▸ AUSGEWÄHLTER TEXT:
——————————

Standardanworten helfen nicht bei jeder Frage!


----------



## Nordhesse_Lukas (20. Aug. 2009)

*AW: Teich im Terrarium macht Probleme*

Ich filtere mein Becken derzeit mit einem T.I.P. ADF 20/8 UV ist ein Druckfilter mit einerm 20 Liter Druckbehälter und einer Pumpe mit einer Fördermenge von 2200L/h und soll geeignet sein bis 8000 Liter.

Das sollte eigentlich für 250L reichen, was es ja auch schon Jahre lang gemacht hat 

Als es auf einmal braun wurde. Habe ich nach einiger Zeit mal den kompletten Filter saubergemacht und alle Filtermaterialien mit dem Teichwasser gereinigt, damit nicht alle Bakterien verloren gehen. Keine Ahnung ob ich da richtig gedacht habe.

Das letzte, was ich mir vorstellen könnte ist, dass der Kies schon ordentlich verschmutzt ist.
Kann ich den einfach entfernen und mit Wasser abwaschen und wieder rein damit oder ratet ihr zu etwas anderem? Habe da was mit Filterlava gelesen. Aber irgendwie wollte ich schon gerne was helleres haben, weil die Leguane sonst ungerne ins Wasser gehen, da sie dann einfach nur ein "schwarzes Loch" sehen.

——————————

▸ MATERIAL:
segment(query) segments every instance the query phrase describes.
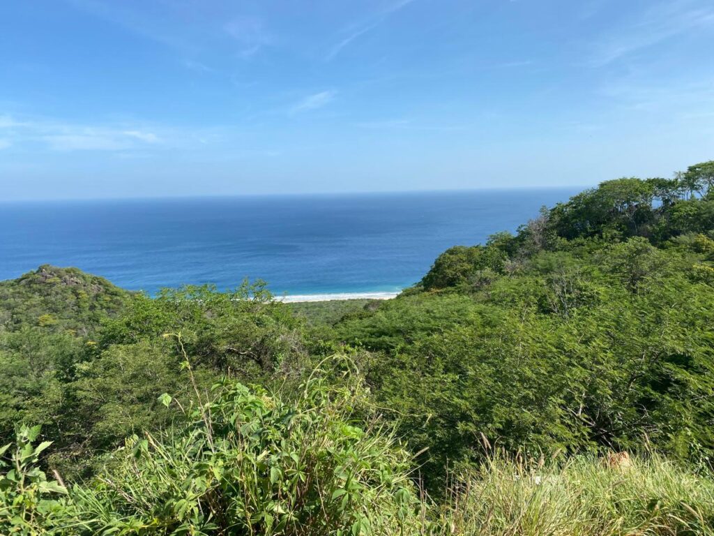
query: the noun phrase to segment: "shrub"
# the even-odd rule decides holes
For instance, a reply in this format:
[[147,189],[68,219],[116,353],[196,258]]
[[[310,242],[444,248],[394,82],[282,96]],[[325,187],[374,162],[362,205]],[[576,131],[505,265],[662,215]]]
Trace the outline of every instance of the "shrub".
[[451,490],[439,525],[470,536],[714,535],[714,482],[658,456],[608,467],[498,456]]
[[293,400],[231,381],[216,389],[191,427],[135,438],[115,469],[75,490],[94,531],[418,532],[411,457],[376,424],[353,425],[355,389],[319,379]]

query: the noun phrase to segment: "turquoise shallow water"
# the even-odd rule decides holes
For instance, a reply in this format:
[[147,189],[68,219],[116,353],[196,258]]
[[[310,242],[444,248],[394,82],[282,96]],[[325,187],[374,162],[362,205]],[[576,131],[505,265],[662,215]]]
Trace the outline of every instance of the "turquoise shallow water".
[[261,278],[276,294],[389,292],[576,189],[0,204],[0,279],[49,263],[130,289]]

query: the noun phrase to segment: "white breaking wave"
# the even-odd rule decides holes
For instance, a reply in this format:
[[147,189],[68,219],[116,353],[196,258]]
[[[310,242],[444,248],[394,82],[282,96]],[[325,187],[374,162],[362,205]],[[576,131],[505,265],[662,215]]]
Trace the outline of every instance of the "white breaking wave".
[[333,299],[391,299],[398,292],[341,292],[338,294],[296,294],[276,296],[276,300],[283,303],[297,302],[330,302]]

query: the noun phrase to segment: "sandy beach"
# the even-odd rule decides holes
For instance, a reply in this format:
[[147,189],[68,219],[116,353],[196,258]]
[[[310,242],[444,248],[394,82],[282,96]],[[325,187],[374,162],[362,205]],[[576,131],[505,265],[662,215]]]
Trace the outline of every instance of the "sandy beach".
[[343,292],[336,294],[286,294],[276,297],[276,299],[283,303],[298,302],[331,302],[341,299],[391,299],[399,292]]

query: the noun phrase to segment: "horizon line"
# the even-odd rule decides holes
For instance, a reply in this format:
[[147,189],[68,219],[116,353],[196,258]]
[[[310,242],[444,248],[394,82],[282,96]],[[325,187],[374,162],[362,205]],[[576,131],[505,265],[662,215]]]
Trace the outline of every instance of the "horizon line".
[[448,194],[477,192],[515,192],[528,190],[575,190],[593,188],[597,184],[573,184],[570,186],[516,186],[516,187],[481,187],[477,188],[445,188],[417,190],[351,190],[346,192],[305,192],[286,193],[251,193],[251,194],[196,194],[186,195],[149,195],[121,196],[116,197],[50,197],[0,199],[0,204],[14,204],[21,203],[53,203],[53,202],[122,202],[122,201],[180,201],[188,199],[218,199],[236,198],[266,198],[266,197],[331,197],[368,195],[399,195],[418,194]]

——————————

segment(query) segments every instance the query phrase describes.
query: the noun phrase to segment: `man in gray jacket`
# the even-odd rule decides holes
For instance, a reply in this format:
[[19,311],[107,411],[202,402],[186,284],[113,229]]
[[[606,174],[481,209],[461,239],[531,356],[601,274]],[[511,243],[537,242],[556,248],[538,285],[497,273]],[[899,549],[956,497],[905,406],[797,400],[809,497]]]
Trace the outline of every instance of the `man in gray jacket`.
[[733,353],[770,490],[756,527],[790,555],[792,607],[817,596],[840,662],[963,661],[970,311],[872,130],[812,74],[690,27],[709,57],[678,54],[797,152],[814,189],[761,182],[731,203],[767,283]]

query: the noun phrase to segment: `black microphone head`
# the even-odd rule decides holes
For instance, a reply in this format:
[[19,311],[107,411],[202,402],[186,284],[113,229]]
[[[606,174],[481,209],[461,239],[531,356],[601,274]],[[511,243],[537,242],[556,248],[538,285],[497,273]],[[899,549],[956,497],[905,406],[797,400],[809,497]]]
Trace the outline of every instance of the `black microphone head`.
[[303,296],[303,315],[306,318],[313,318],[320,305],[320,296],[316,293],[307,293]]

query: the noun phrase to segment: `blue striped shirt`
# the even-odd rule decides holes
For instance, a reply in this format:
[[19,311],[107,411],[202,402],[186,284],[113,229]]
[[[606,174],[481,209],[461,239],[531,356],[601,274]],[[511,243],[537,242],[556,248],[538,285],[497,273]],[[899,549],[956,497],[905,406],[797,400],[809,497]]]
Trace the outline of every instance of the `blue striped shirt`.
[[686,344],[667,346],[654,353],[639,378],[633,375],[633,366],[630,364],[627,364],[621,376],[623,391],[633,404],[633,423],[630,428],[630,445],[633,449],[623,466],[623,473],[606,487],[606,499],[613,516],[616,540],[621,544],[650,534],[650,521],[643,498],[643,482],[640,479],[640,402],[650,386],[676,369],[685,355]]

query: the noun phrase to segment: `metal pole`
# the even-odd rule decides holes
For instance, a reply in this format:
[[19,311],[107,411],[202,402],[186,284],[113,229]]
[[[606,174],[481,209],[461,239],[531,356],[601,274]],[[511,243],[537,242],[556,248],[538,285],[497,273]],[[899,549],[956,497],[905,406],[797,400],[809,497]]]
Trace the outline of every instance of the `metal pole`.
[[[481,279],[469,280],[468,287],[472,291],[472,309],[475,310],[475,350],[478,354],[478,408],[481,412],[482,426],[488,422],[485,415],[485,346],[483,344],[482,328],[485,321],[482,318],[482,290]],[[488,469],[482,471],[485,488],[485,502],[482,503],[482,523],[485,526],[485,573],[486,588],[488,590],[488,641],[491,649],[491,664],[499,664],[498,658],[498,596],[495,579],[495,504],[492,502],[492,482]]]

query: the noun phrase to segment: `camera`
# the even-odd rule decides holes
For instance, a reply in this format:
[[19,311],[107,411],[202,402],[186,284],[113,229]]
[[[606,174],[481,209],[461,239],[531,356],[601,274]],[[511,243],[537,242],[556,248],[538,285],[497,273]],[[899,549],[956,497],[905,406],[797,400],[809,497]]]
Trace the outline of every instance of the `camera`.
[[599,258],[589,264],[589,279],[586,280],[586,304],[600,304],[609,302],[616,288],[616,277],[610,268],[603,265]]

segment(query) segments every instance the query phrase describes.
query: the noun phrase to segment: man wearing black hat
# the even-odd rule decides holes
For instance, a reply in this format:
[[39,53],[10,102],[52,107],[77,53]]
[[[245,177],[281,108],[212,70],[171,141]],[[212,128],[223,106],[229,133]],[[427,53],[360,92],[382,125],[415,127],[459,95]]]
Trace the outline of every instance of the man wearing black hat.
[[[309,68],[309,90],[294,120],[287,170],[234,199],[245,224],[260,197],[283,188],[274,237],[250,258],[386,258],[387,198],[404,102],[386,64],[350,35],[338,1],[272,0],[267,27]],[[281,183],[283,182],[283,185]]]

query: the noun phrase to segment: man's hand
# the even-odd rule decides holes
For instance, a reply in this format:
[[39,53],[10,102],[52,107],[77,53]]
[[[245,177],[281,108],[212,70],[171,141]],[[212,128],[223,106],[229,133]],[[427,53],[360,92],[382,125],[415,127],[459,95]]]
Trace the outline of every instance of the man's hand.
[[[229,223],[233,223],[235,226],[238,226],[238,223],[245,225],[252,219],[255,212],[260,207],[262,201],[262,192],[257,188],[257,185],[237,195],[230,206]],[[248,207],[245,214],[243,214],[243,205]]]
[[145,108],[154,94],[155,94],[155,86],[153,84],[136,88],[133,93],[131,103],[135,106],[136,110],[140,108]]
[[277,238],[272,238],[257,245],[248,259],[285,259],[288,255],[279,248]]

——————————

▸ DIE AUFGABE: Kannst du aus dem Beitrag zum Terrarienteich den Abschnitt wörtlich wiedergeben, der mit "## Nordhesse_Lukas (20." beginnt und bis einschließlich "ordentlich verschmutzt ist." reicht? Maßgeblich ist allein der Beitrag zum Terrarienteich, nicht die Daten.

▸ LÖSUNG:
## Nordhesse_Lukas (20. Aug. 2009)

*AW: Teich im Terrarium macht Probleme*

Ich filtere mein Becken derzeit mit einem T.I.P. ADF 20/8 UV ist ein Druckfilter mit einerm 20 Liter Druckbehälter und einer Pumpe mit einer Fördermenge von 2200L/h und soll geeignet sein bis 8000 Liter.

Das sollte eigentlich für 250L reichen, was es ja auch schon Jahre lang gemacht hat 

Als es auf einmal braun wurde. Habe ich nach einiger Zeit mal den kompletten Filter saubergemacht und alle Filtermaterialien mit dem Teichwasser gereinigt, damit nicht alle Bakterien verloren gehen. Keine Ahnung ob ich da richtig gedacht habe.

Das letzte, was ich mir vorstellen könnte ist, dass der Kies schon ordentlich verschmutzt ist.